EXERCISE DESCRIPTION:
Which surgery does the speaker in the interview below about retina surgery name as the most enjoyable to perform and rewarding to complete?

1. What drove your decision to choose the specialty of ophthalmology and the subspecialty of retina?
I have wanted to be a surgeon since I was a child and have never doubted my decision to practice medicine. During medical studies, I attended the department of neurosurgery for quite some time. I then became fascinated with the eye and, within that, vitreoretinal surgery, which is by far the most diverse and fascinating aspect of ophthalmology. I think sight is the most important gift, and to help patients who have lost their sight and, in some cases, to save their sight is an immensely gratifying experience.
2. What surgical cases do you find most enjoyable to perform and rewarding once successfully completed?
Retinal detachment, without a doubt. It's the surgery that has the most diverse approach, scleral buckle or vitrectomy, with no clear guidelines. It is most satisfying when a surgical intervention is successful and there are no complications, and therefore the patient is satisfied. Ocular trauma surgery is also fascinating and varied, as it is a true emergency surgery and requires immediate and accurate decision-making. Although these procedures take a long time to complete, when you save the eye in these cases it is very satisfying.
3. Have any recent studies or new technologies influenced your surgical technique?

DATA TO EXAMINE:

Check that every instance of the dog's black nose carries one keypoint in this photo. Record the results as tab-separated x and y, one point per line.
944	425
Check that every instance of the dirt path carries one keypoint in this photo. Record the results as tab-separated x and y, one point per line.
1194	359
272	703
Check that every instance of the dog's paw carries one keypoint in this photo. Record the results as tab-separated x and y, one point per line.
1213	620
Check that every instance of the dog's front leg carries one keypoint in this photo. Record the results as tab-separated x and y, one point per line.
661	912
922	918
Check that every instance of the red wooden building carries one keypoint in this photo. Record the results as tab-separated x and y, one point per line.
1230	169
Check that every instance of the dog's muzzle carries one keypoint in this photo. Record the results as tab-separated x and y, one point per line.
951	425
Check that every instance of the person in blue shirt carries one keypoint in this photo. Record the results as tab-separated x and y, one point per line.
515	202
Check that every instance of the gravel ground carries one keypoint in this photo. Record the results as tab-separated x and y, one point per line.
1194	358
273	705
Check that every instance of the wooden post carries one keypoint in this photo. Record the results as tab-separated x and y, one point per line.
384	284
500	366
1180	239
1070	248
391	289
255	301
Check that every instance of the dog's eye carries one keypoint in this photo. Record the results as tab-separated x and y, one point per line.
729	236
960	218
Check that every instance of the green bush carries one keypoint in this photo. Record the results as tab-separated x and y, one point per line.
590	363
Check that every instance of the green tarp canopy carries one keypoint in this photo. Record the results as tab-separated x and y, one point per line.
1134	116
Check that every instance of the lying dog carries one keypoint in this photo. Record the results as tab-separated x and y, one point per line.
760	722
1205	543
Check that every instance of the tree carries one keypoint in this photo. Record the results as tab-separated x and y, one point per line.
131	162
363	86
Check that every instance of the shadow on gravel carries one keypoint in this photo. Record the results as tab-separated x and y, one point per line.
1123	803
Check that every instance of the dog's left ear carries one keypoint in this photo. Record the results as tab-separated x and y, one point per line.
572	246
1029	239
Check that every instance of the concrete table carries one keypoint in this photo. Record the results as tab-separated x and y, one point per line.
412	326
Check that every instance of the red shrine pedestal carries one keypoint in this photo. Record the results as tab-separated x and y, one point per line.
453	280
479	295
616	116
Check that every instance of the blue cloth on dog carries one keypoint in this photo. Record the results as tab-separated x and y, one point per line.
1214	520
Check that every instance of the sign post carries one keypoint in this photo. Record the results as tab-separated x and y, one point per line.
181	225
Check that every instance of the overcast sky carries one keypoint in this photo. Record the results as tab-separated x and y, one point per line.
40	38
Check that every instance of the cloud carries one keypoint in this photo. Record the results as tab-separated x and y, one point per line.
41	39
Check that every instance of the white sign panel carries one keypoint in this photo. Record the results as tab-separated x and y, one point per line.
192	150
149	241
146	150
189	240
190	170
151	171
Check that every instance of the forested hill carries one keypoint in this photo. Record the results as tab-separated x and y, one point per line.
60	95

EXERCISE OUTPUT:
Retinal detachment surgery